▶ **Material for this exercise**:
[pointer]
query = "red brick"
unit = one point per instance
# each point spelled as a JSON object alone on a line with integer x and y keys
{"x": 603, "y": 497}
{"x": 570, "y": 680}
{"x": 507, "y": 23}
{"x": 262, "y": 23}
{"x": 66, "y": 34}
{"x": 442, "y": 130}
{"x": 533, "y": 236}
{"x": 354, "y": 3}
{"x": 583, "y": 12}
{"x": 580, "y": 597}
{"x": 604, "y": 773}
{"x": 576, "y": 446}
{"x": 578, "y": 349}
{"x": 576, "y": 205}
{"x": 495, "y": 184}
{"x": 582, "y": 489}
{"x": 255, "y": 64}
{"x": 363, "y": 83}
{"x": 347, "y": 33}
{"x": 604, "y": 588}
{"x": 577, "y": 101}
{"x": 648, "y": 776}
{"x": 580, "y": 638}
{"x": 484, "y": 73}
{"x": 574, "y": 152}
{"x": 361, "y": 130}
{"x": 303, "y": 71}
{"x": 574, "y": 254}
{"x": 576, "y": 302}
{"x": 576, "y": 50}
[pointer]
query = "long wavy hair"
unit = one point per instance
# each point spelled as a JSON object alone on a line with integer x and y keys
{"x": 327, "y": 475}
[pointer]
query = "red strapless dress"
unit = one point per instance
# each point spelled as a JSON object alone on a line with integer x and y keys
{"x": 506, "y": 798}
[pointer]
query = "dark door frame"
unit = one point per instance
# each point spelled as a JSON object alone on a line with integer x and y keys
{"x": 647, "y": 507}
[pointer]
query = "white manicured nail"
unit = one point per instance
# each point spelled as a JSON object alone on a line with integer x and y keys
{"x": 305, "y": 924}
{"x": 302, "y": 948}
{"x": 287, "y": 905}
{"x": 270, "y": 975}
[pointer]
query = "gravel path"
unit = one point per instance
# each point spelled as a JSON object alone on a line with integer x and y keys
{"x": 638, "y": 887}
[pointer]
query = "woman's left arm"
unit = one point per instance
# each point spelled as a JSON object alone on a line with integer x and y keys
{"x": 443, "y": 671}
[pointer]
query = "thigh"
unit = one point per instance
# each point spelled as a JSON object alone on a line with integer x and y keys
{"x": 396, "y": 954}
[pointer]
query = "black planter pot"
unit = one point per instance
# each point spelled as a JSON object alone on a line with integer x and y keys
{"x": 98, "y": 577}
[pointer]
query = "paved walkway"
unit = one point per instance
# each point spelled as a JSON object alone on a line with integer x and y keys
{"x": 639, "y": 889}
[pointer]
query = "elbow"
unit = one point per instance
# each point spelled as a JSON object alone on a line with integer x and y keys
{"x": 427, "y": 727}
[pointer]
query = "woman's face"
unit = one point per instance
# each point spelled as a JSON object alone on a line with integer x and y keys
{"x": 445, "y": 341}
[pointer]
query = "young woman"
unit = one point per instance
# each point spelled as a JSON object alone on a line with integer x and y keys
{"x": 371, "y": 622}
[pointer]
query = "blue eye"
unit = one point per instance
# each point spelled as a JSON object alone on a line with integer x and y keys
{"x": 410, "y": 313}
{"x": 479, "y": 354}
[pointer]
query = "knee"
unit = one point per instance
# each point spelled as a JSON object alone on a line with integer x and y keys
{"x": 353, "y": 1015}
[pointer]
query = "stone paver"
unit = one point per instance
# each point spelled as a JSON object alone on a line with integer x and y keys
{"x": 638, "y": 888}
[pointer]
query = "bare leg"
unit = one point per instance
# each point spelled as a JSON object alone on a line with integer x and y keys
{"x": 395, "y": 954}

▶ **What this task involves**: Quote the entire listing above exactly.

▶ **Correct response**:
[pointer]
query = "red brick"
unit = one point per instance
# each point spelled as a JSON object alone on a line with integer x and y keys
{"x": 603, "y": 497}
{"x": 570, "y": 680}
{"x": 507, "y": 23}
{"x": 262, "y": 23}
{"x": 66, "y": 34}
{"x": 442, "y": 130}
{"x": 533, "y": 236}
{"x": 354, "y": 3}
{"x": 583, "y": 12}
{"x": 580, "y": 597}
{"x": 604, "y": 773}
{"x": 576, "y": 446}
{"x": 578, "y": 349}
{"x": 576, "y": 205}
{"x": 495, "y": 184}
{"x": 582, "y": 489}
{"x": 255, "y": 64}
{"x": 363, "y": 83}
{"x": 347, "y": 33}
{"x": 604, "y": 588}
{"x": 577, "y": 101}
{"x": 648, "y": 776}
{"x": 580, "y": 638}
{"x": 484, "y": 73}
{"x": 574, "y": 152}
{"x": 361, "y": 130}
{"x": 303, "y": 71}
{"x": 574, "y": 254}
{"x": 576, "y": 302}
{"x": 576, "y": 50}
[pointer]
query = "long wavy hair"
unit = one point per instance
# each point spelled as a JSON object alone on a line with integer x and y keys
{"x": 327, "y": 475}
[pointer]
query = "red strapless dress"
unit = one point per instance
# each point spelled as a JSON object alone on a line with integer x and y keys
{"x": 506, "y": 798}
[pointer]
query = "dark door frame"
unit = one point per instance
# each point spelled as a JSON object alone on a line with integer x and y keys
{"x": 647, "y": 507}
[pointer]
query = "white manicured nail"
unit = one point per instance
# each point spelled as a JSON object alone on a line with integer x and y keys
{"x": 305, "y": 924}
{"x": 302, "y": 948}
{"x": 287, "y": 905}
{"x": 270, "y": 975}
[pointer]
query = "gravel path"
unit = one point per instance
# each point spelled as a JSON object alone on a line with integer x and y keys
{"x": 638, "y": 887}
[pointer]
query = "woman's left arm"
unit = one point per instance
# each point spelled as a JSON object alone on a line with integer x and y keys
{"x": 443, "y": 671}
[pointer]
query = "thigh"
unit = one point per instance
# each point spelled as a JSON object alone on a line with integer x and y keys
{"x": 396, "y": 954}
[pointer]
query = "black planter pot"
unit = one point per instance
# each point spelled as a JSON object alone on a line with integer x and y keys
{"x": 98, "y": 577}
[pointer]
query = "paved walkway"
unit = one point per instance
# each point spelled as a JSON object alone on a line with integer x and y keys
{"x": 639, "y": 889}
[pointer]
query = "elbow"
unit = one point per instance
# each point spelled as a JSON object alone on a line with integer x and y keys
{"x": 427, "y": 727}
[pointer]
query = "woman's face"
unit = one point per instance
# each point spelled as a JSON object alone on a line with integer x and y keys
{"x": 445, "y": 341}
[pointer]
query = "young woman"
unit = one point per instance
# each point spelled as a JSON object alone on a line with integer x and y keys
{"x": 371, "y": 622}
[pointer]
query = "blue eye"
unit = one point per instance
# each point spelled as a JSON object alone on a line with integer x and y keys
{"x": 410, "y": 313}
{"x": 479, "y": 354}
[pointer]
query = "knee"
unit = one point per instance
# each point spelled as a JSON object alone on a line with integer x and y keys
{"x": 353, "y": 1015}
[pointer]
query = "stone paver"
unit = one point per instance
# each point spelled as a JSON object alone on a line with integer x and y keys
{"x": 638, "y": 888}
[pointer]
query = "bare leg"
unit = one point per instance
# each point spelled as a JSON object alone on a line with integer x and y keys
{"x": 395, "y": 954}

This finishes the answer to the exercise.